:: MATERIAL TO PROCESS

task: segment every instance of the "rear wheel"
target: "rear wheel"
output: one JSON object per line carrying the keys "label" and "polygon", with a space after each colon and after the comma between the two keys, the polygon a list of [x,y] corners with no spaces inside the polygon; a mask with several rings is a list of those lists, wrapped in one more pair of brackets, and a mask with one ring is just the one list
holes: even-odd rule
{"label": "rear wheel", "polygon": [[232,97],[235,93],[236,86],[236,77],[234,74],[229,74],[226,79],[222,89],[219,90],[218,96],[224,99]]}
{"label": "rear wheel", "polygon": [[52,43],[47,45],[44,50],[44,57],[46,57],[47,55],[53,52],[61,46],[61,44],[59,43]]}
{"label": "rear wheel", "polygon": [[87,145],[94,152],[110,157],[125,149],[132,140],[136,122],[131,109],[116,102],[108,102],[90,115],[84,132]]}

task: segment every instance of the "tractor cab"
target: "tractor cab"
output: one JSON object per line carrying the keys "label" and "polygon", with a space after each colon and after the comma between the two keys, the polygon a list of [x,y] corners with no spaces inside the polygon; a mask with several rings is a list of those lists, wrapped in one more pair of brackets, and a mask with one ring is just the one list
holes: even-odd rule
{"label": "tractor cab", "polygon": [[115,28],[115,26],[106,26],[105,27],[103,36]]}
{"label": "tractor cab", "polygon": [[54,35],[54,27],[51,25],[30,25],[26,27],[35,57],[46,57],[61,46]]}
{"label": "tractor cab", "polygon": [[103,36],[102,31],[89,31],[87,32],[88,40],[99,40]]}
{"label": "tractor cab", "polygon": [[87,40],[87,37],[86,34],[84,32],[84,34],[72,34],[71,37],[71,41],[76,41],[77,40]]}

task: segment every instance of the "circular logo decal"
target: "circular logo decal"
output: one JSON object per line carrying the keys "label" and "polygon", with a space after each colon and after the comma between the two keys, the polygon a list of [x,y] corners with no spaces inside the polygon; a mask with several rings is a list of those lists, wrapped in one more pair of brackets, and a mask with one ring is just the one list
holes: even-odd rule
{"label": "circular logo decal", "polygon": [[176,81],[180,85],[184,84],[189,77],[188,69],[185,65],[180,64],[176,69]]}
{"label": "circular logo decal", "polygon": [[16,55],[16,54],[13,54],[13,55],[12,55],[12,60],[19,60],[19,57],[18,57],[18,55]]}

::::

- **TASK GOAL**: Please reproduce each line exactly as written.

- **REPLY**:
task: segment every instance of the "rear wheel"
target: "rear wheel"
output: one JSON object per line carrying the keys "label" and "polygon", with a space after each colon and after the comma between the two keys, the polygon a list of [x,y] corners with no spaces inside the polygon; a mask with several rings is a list of those lists, wrapped in one more pair of brackets, and a mask with one ring is just the one list
holes: even-odd rule
{"label": "rear wheel", "polygon": [[232,97],[235,93],[236,86],[236,77],[234,74],[229,74],[226,79],[222,89],[219,90],[218,96],[224,99]]}
{"label": "rear wheel", "polygon": [[52,43],[47,45],[44,50],[44,57],[46,57],[47,55],[53,52],[61,46],[61,44],[59,43]]}
{"label": "rear wheel", "polygon": [[87,145],[94,152],[110,157],[125,149],[132,140],[136,122],[131,109],[116,102],[108,102],[90,115],[84,132]]}

task: segment every instance of the "tractor cab"
target: "tractor cab"
output: one JSON object per line carrying the keys "label" and "polygon", with a space after each colon and after the comma between the two keys, the polygon a list of [x,y] corners with no spaces inside the polygon; a mask with several rings is a list of those lists, wrapped in one more pair of brackets, and a mask with one ring is just the one list
holes: even-odd rule
{"label": "tractor cab", "polygon": [[115,28],[115,26],[106,26],[105,27],[103,36]]}
{"label": "tractor cab", "polygon": [[54,35],[54,27],[51,25],[30,25],[26,27],[35,57],[46,57],[61,46]]}
{"label": "tractor cab", "polygon": [[103,36],[102,31],[89,31],[87,32],[88,40],[99,40]]}
{"label": "tractor cab", "polygon": [[87,40],[87,37],[86,34],[84,32],[84,34],[72,34],[71,37],[71,41],[76,41],[77,40]]}

task: segment every instance of the "circular logo decal"
target: "circular logo decal"
output: one JSON object per line carrying the keys "label" and "polygon", with a space after each colon and after the comma between the two keys, the polygon a list of [x,y] corners with no spaces inside the polygon; a mask with several rings is a list of those lists, wrapped in one more pair of brackets, and a mask with one ring is just the one list
holes: even-odd rule
{"label": "circular logo decal", "polygon": [[176,81],[180,85],[184,84],[189,77],[188,69],[185,65],[180,64],[176,69]]}
{"label": "circular logo decal", "polygon": [[16,55],[16,54],[13,54],[13,55],[12,55],[12,60],[19,60],[19,57],[18,57],[18,55]]}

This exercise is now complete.